Please repeat word for word the data between the line holding "Keypoint placement: for each instance of the shaggy" and the line holding "[(798, 297)]", inclusive.

GIVEN DATA:
* start *

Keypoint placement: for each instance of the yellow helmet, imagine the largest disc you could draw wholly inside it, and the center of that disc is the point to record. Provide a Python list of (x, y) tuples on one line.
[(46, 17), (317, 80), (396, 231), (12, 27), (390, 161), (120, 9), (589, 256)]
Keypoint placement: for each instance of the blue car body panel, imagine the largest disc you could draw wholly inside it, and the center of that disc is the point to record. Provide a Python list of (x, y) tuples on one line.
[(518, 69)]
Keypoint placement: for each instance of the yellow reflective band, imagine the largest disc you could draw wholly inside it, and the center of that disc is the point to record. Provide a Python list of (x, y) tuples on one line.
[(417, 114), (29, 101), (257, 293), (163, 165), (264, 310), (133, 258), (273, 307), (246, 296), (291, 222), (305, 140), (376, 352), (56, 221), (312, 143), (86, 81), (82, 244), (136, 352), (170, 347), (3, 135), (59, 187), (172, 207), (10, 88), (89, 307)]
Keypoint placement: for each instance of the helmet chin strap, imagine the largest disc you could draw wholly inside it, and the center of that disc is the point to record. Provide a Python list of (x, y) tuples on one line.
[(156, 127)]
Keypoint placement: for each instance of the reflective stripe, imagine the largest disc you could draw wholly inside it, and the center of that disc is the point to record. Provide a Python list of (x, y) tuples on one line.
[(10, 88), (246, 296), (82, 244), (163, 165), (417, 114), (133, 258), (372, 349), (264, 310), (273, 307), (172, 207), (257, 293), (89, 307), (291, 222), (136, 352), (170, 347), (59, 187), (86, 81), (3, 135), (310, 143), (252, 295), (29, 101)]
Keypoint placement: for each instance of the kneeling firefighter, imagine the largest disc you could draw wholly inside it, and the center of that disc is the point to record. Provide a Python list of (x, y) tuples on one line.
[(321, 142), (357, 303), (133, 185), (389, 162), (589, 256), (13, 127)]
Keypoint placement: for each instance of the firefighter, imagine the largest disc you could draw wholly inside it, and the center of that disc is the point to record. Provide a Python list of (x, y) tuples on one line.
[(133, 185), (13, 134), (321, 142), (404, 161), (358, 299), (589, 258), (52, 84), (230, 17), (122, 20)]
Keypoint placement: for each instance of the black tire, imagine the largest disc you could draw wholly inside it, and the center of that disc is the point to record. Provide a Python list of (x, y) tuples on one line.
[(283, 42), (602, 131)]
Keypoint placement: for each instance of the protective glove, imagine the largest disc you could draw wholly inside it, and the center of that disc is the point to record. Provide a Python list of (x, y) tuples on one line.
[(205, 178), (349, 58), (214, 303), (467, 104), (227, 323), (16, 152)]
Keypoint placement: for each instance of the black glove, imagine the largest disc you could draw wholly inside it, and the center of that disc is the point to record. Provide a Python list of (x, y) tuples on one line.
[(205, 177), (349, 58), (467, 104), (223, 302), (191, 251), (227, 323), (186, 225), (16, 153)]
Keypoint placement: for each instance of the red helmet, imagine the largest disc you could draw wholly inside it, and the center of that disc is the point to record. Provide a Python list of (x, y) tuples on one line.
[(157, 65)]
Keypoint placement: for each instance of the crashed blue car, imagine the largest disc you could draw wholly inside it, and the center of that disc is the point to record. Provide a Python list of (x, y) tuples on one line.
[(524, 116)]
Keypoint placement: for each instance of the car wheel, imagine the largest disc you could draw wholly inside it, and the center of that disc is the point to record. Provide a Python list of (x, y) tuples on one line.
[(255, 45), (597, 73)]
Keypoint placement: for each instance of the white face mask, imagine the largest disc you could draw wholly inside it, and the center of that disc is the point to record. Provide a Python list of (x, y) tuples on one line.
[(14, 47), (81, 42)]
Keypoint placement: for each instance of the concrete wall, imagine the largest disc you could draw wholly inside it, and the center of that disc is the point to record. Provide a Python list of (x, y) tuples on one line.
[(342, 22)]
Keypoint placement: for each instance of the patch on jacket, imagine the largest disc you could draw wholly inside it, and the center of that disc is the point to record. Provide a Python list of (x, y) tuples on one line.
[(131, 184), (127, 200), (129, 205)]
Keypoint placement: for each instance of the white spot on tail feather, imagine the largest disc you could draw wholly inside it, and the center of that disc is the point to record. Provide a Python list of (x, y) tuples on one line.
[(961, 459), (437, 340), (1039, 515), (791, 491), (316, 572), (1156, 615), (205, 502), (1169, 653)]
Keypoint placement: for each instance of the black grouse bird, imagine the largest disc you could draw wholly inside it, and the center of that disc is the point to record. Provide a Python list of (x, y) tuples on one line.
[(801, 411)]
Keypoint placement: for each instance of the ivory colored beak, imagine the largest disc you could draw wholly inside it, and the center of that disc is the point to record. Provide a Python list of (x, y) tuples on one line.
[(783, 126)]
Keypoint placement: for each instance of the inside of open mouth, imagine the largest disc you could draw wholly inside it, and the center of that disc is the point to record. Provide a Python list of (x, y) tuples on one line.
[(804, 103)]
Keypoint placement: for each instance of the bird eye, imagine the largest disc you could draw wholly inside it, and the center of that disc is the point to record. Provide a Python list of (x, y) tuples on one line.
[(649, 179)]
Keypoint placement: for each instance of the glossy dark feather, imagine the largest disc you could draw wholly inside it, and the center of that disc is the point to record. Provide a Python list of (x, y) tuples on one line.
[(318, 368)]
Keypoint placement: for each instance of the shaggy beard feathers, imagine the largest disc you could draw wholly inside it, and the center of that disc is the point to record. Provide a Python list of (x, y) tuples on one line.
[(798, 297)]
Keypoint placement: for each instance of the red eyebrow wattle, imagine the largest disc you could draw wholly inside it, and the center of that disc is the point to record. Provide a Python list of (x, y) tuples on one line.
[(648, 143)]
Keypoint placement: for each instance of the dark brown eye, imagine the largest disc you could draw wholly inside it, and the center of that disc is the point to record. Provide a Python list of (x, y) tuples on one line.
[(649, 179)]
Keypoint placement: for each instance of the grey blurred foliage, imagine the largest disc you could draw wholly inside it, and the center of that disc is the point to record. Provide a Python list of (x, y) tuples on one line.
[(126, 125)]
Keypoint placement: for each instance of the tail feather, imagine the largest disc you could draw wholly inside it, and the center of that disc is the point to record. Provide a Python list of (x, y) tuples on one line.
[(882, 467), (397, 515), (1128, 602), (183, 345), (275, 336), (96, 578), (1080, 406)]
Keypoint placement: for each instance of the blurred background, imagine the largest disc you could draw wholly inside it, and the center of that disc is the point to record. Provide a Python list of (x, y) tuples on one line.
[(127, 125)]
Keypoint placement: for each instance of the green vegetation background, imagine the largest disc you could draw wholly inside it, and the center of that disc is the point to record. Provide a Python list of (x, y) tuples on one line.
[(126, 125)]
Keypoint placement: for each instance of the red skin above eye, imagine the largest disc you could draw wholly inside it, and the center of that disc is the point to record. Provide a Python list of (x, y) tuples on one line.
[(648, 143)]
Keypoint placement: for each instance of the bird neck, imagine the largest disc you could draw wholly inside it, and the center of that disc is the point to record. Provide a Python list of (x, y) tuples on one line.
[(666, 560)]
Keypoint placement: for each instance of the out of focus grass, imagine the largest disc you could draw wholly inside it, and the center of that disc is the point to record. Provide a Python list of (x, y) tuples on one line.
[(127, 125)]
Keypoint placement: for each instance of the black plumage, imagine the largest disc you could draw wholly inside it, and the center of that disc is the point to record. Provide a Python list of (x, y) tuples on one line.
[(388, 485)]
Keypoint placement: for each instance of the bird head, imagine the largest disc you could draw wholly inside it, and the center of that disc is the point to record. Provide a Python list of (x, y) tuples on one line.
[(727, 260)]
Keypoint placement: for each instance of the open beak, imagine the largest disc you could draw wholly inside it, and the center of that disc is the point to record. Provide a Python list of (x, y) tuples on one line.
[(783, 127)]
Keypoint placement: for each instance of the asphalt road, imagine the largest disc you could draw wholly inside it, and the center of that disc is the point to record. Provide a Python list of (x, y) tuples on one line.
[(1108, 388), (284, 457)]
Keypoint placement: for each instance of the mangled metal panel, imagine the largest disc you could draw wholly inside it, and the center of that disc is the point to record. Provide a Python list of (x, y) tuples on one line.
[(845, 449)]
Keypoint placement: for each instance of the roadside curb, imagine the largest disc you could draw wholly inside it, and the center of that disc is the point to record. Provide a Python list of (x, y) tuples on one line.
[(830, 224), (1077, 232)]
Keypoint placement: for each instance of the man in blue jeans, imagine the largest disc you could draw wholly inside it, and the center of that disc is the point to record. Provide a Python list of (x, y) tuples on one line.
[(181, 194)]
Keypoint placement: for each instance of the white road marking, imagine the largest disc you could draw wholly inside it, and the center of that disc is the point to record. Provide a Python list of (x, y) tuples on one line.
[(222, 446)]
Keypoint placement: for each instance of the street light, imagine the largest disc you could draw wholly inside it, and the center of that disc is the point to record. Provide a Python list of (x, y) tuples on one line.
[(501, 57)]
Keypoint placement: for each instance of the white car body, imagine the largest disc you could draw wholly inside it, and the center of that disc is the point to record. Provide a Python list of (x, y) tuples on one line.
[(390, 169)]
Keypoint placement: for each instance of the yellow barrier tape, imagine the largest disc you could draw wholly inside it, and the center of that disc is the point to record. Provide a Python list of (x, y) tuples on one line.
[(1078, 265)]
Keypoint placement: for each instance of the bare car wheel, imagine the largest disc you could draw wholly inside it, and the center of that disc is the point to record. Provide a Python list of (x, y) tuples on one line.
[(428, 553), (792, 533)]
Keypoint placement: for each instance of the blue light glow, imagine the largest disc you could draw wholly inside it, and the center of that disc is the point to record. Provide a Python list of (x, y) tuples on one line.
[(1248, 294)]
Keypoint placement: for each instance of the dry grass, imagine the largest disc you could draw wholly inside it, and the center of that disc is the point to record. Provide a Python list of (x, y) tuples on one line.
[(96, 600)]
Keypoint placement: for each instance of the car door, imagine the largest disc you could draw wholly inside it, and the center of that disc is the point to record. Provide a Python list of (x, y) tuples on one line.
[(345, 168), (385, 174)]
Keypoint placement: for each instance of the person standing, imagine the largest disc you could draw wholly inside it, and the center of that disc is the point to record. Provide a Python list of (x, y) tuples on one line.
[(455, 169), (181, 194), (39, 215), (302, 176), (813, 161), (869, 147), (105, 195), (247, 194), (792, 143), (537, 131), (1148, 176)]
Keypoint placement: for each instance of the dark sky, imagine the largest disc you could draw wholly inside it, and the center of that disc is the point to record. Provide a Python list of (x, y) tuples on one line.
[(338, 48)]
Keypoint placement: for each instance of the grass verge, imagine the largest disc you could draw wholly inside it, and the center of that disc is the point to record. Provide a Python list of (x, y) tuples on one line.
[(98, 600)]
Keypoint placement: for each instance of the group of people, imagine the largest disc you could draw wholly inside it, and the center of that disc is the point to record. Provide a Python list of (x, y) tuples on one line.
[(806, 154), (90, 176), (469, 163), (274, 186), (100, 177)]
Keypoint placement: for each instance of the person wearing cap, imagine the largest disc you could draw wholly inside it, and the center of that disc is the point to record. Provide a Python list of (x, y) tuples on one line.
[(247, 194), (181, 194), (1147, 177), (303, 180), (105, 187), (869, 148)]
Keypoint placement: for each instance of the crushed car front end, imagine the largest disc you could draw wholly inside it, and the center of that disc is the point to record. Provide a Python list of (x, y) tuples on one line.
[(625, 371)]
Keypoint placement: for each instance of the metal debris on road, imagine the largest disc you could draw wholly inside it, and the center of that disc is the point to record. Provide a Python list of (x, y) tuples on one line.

* end *

ANSWER TO THIS EXERCISE:
Keypoint placement: for each instance of the shaggy beard feathers, imagine the largest disc you could draw wholly inside it, and the center of that disc is the point to record. Provide a Python list of (x, y) tuples on one line.
[(798, 297)]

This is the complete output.